If a line below contains the string "purple", return that line.

**** The data ****

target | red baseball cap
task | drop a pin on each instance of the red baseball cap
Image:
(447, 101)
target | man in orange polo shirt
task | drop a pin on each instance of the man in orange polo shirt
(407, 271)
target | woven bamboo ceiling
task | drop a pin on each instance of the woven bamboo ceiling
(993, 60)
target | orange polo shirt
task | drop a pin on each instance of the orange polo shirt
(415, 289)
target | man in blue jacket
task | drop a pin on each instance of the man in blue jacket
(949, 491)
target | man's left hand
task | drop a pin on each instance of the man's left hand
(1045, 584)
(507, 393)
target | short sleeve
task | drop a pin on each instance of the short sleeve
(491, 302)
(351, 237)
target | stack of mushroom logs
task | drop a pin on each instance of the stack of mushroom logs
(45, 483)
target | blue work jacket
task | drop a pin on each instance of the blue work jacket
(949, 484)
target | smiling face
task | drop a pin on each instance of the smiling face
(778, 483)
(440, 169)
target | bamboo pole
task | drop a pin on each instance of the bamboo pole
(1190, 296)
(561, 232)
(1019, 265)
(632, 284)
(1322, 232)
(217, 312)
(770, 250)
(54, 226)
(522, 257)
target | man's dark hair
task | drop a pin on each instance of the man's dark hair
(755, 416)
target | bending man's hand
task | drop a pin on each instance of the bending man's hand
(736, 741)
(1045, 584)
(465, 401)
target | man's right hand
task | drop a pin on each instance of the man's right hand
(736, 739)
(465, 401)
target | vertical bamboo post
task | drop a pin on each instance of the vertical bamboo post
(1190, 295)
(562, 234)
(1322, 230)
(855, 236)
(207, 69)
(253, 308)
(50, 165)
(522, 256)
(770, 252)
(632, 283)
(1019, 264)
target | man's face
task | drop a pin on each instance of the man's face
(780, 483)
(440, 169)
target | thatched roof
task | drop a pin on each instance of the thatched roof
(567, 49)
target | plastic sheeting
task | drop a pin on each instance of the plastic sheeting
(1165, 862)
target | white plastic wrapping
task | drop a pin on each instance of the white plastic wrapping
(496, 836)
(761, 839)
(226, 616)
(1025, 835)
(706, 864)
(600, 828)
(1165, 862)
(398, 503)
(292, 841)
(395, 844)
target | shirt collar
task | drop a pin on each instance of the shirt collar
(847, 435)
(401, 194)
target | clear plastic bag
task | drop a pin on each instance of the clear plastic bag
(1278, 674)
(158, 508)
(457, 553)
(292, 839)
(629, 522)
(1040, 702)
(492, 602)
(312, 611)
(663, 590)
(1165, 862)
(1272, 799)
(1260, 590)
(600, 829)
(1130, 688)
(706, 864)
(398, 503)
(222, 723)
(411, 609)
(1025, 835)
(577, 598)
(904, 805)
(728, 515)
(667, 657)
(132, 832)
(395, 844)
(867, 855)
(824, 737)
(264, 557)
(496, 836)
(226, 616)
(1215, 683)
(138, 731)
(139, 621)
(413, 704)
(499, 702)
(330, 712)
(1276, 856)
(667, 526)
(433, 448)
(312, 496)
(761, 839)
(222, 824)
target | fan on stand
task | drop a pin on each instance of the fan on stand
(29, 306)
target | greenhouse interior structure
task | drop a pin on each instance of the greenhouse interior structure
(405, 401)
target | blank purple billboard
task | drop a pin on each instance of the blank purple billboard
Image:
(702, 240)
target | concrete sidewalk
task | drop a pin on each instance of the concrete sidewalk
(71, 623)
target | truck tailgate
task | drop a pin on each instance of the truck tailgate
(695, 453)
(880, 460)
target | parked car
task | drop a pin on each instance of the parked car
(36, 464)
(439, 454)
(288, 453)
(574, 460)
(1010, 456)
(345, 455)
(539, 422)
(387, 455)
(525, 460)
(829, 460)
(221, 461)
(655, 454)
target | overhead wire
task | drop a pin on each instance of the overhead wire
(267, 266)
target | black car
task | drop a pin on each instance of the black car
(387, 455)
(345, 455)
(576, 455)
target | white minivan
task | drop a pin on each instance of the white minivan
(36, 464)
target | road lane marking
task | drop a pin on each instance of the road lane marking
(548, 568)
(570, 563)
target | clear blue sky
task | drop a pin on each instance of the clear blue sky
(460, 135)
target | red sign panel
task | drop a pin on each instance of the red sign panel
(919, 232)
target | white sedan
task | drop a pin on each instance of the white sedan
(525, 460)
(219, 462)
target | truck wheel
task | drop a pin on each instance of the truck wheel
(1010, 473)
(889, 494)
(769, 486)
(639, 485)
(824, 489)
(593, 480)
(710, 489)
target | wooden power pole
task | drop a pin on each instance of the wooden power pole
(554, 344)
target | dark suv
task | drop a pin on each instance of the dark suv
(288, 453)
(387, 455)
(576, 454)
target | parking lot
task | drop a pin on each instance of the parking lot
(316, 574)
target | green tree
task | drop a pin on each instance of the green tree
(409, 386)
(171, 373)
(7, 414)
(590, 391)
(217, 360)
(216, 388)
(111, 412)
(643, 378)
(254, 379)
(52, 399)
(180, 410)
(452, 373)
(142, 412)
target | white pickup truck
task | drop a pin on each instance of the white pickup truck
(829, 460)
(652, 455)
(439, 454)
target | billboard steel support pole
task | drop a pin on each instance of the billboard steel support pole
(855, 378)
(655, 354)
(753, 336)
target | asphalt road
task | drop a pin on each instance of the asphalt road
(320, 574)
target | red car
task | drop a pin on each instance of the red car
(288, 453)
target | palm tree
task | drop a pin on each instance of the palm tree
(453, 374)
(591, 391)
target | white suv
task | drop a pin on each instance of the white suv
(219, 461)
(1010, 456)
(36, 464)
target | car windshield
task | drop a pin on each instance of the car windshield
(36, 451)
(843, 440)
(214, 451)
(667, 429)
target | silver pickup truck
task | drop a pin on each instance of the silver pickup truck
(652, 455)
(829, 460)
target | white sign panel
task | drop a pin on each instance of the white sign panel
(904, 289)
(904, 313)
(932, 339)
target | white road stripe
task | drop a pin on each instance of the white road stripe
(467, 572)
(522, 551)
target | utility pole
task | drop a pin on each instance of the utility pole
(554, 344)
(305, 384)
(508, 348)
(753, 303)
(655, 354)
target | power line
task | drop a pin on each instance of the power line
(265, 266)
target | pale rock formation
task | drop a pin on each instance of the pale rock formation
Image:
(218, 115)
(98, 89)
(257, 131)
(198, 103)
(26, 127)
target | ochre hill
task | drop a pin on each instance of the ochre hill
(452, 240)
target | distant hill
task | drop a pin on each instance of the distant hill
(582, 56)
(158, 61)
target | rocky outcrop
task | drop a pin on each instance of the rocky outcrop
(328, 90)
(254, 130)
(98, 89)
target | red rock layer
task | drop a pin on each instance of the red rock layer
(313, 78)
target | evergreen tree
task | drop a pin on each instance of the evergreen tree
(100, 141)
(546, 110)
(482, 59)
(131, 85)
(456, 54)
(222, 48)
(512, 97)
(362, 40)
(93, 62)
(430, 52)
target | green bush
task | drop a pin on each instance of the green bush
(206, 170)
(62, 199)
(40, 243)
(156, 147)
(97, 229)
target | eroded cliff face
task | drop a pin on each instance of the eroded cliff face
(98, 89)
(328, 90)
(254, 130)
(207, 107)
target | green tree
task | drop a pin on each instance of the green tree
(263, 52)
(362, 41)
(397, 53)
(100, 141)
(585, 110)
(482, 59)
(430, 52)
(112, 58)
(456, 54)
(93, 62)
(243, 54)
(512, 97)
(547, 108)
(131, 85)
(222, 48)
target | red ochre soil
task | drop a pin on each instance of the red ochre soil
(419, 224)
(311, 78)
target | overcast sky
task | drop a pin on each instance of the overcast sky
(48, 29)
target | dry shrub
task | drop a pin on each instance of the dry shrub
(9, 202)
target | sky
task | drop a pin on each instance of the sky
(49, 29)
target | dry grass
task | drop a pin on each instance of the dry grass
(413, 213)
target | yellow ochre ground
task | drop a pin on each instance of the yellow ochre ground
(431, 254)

****

*Answer to this task:*
target | blank purple billboard
task | drop a pin on each instance of the blank purple billboard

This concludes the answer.